For the second time this year, a clinical trial has shown that the cholesterol-lowering drug Zetia does not prevent heart disease.
The first trial appeared last January. That trial compared Vytorin—a blockbuster drug that combines the active ingredient in Zetia with a generic cholesterol-buster known as simvastatin—against simvastatin alone in patients with a genetic condition causing them to have very high levels of LDL (bad) cholesterol and premature cardiovascular disease.
In that trial, Vytorin reduced LDL cholesterol levels much more than simvastatin alone but surprisingly, atherosclerotic plaques actually grew faster in the coronary arteries of the patients taking Vytorin.
The news was greeted with a precipitous fall in prescription volume for both Zetia and Vytorin.
The second study was published last week in the New England Journal of Medicine. This study compared Zetia to Niaspan, a drug that raises blood levels of HDL (good) cholesterol.
In the second study, Allen Taylor of the Walter Reed Army Medical Center and colleagues enrolled 363 people with coronary artery disease that had been taking statins for many years.
Taylor’s group found that Niaspan shrank carotid artery plaques by 2%, but Zetia had no such effect, even though it effectively reduced cholesterol levels (as it did in the first trial). In addition, patients who received Niaspan sustained 2 heart attacks or heart-related deaths during the study, while 9 patients receiving Zetia suffered that outcome, a significant difference.
Zetia “should be better for the arteries and it wasn’t,” Taylor told reporters covering last month’s American Heart Association meetings. “The drug wasn’t operating as you would expect.”

● Data excerpts

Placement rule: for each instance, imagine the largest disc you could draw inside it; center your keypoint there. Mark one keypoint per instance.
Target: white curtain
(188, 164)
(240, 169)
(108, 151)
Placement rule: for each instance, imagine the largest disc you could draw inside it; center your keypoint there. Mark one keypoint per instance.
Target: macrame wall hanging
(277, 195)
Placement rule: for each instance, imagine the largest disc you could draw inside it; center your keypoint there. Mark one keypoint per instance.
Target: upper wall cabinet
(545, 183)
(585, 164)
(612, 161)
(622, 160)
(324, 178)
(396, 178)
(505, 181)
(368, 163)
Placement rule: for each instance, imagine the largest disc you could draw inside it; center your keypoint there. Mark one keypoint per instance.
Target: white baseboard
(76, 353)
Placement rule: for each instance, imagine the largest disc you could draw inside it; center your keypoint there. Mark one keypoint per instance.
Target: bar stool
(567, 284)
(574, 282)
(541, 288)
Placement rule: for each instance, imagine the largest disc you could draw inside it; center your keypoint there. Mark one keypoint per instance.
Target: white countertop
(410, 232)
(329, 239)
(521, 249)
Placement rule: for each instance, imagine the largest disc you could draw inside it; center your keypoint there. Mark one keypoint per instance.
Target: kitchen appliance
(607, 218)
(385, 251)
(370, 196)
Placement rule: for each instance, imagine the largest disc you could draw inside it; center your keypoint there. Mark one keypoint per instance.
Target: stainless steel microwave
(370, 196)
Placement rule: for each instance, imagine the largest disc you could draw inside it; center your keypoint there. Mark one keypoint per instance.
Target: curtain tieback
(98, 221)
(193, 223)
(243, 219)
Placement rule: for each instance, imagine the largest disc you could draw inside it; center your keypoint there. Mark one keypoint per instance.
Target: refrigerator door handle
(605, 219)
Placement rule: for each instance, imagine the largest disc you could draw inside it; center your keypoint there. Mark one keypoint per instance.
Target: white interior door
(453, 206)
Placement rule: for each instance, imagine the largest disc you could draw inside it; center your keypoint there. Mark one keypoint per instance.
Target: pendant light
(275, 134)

● Action item A
According to the Zetia article, by how much did Niaspan shrink carotid artery plaques in Taylor's study?
● Action item B
Duplicate the stretch of the Zetia article from "For the second" through "patients taking Vytorin.".

● Response area A
By 2%.

● Response area B
For the second time this year, a clinical trial has shown that the cholesterol-lowering drug Zetia does not prevent heart disease.
The first trial appeared last January. That trial compared Vytorin—a blockbuster drug that combines the active ingredient in Zetia with a generic cholesterol-buster known as simvastatin—against simvastatin alone in patients with a genetic condition causing them to have very high levels of LDL (bad) cholesterol and premature cardiovascular disease.
In that trial, Vytorin reduced LDL cholesterol levels much more than simvastatin alone but surprisingly, atherosclerotic plaques actually grew faster in the coronary arteries of the patients taking Vytorin.